◆ Written exercise a
List, in order, each event in the chain that the excerpt on formal methods at Amazon Web Services gives as its common example of sustained performance degradation.
# Start of Supplied text
Use of Formal Methods at Amazon Web Services (2013) [pdf] - yankcrime
http://research.microsoft.com/en-us/um/people/lamport/tla/formal-methods-amazon.pdf
======
gone35
_We are concerned with two major classes of problems with large distributed
systems; 1) bugs and operator errors that cause a departure from the logical
intent of the system, and 2) surprising 'sustained emergent performance
degradation' of complex systems that inevitably contain feedback loops. We
know how to use formal specification to find the first class of problems.
However, problems in the second category can cripple a system even though no
logic bug is involved.

(...) A common example is when a momentary slowdown in a server (perhaps due
to Java garbage collection) causes timeouts to be breached on clients, which
causes the clients to retry requests, which adds more load to the server,
which causes further slowdown. In such scenarios the system will eventually
make progress; it is not stuck in a logical deadlock, livelock, or other
cycle. But from the customer's perspective it is effectively unavailable due
to sustained unacceptable response times.
# End of Supplied text
◆ Written exercise b
Rewrite the records from their first line through the line containing "point(584, 256)", inclusive, replacing "coordinate" with "position" and keeping everything else the same.
# Start of Data rows
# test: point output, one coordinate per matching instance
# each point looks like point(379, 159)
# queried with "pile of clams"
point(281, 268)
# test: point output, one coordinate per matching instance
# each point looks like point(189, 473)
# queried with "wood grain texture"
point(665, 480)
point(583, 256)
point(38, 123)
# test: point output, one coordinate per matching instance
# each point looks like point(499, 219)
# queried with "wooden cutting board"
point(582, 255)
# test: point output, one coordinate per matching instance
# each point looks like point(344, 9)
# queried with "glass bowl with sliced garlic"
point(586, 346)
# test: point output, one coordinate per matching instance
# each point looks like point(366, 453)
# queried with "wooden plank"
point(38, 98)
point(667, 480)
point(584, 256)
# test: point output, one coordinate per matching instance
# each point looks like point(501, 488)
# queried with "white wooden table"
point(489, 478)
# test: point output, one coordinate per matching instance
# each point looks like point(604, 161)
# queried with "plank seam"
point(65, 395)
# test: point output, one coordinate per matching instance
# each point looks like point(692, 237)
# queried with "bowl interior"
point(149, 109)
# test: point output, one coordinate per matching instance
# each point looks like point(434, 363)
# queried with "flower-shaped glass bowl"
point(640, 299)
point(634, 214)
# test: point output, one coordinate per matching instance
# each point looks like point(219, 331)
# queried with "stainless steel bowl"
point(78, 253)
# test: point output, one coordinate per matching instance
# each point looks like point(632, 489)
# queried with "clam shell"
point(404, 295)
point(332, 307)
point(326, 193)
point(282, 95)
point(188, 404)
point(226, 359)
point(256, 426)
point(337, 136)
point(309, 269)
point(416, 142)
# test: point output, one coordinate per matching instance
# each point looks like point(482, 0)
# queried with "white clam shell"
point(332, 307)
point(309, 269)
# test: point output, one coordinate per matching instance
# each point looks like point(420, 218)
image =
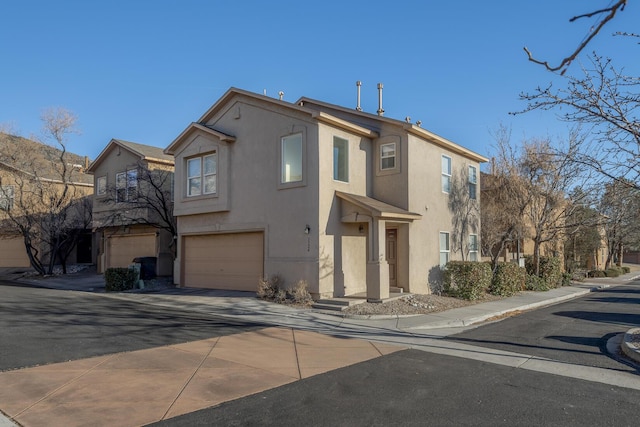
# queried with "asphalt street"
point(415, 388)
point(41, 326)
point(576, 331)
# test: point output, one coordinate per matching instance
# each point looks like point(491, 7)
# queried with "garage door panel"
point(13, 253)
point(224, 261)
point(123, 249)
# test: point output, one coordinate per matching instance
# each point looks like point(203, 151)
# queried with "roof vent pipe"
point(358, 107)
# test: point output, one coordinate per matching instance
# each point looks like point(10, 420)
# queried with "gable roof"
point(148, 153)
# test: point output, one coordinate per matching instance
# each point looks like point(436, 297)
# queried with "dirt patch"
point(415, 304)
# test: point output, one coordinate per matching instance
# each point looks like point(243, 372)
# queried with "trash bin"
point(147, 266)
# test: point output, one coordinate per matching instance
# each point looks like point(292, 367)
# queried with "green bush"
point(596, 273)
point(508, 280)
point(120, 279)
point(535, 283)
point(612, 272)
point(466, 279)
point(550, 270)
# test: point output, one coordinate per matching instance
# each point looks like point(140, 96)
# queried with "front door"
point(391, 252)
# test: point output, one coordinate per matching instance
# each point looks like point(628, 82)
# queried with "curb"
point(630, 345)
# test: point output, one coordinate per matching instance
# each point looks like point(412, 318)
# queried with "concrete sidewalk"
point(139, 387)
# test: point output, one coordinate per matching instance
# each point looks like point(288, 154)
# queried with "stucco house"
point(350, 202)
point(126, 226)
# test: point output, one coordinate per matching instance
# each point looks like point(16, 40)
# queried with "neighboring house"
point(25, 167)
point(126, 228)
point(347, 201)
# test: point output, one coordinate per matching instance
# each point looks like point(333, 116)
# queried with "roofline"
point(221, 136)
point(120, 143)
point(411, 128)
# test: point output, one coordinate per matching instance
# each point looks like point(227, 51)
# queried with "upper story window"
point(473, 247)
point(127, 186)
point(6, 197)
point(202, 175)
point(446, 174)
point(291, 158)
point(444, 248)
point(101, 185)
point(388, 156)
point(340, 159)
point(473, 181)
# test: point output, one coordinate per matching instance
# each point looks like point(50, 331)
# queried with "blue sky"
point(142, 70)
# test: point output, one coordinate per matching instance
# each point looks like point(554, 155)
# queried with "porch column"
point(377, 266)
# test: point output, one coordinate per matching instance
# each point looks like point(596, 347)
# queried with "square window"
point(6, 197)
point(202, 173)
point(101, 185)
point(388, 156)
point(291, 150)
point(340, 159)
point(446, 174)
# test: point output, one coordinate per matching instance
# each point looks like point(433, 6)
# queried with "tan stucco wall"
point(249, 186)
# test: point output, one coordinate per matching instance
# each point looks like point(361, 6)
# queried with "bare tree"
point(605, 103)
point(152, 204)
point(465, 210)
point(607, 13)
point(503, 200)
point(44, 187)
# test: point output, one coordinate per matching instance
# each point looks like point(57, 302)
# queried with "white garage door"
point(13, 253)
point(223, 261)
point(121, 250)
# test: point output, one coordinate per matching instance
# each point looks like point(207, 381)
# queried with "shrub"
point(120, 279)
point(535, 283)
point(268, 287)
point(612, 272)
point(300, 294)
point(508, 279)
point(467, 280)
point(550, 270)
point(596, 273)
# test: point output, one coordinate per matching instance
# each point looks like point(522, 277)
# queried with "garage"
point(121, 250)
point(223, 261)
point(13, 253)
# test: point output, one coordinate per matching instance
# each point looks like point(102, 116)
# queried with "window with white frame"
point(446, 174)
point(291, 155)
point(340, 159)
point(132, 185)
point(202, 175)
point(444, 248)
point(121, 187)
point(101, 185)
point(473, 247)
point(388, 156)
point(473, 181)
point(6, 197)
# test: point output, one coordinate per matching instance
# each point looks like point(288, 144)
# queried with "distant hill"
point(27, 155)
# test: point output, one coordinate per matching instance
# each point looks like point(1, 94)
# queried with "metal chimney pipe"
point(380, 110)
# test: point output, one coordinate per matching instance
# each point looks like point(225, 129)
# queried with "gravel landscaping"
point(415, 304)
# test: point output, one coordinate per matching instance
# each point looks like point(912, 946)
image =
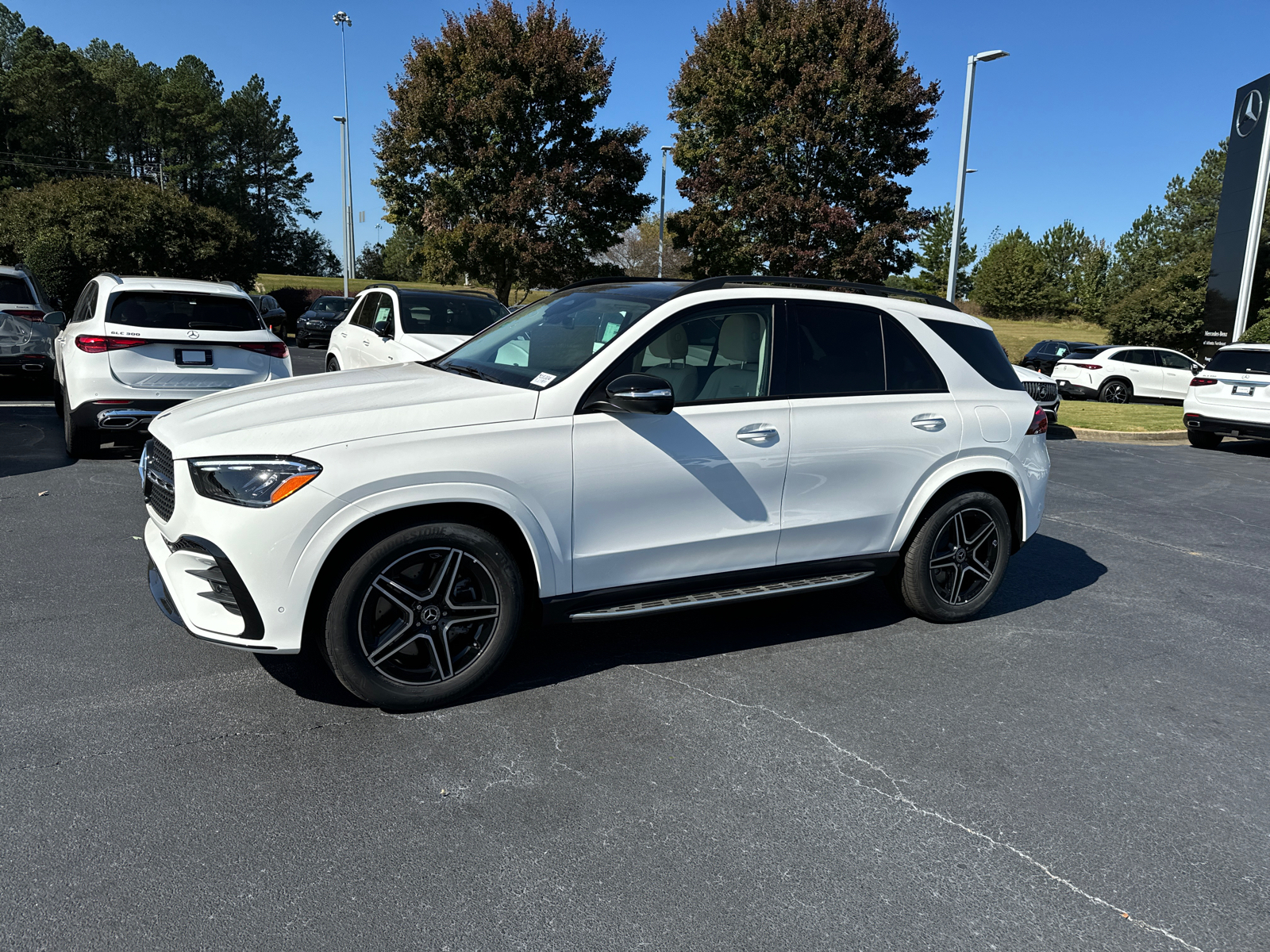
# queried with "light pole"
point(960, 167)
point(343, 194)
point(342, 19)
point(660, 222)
# End of Data rows
◆ Full response a
1. A momentary slowdown in a server
2. Timeouts are breached on clients
3. The clients retry requests
4. More load is added to the server
5. Further slowdown

◆ Full response b
# test: point output, one position per matching instance
# each point looks like point(379, 159)
# queried with "pile of clams"
point(281, 268)
# test: point output, one position per matching instance
# each point looks like point(189, 473)
# queried with "wood grain texture"
point(665, 480)
point(583, 256)
point(38, 123)
# test: point output, one position per matching instance
# each point looks like point(499, 219)
# queried with "wooden cutting board"
point(582, 255)
# test: point output, one position per matching instance
# each point looks like point(344, 9)
# queried with "glass bowl with sliced garlic"
point(586, 346)
# test: point output, one position per matching instance
# each point looks like point(366, 453)
# queried with "wooden plank"
point(38, 98)
point(667, 480)
point(584, 256)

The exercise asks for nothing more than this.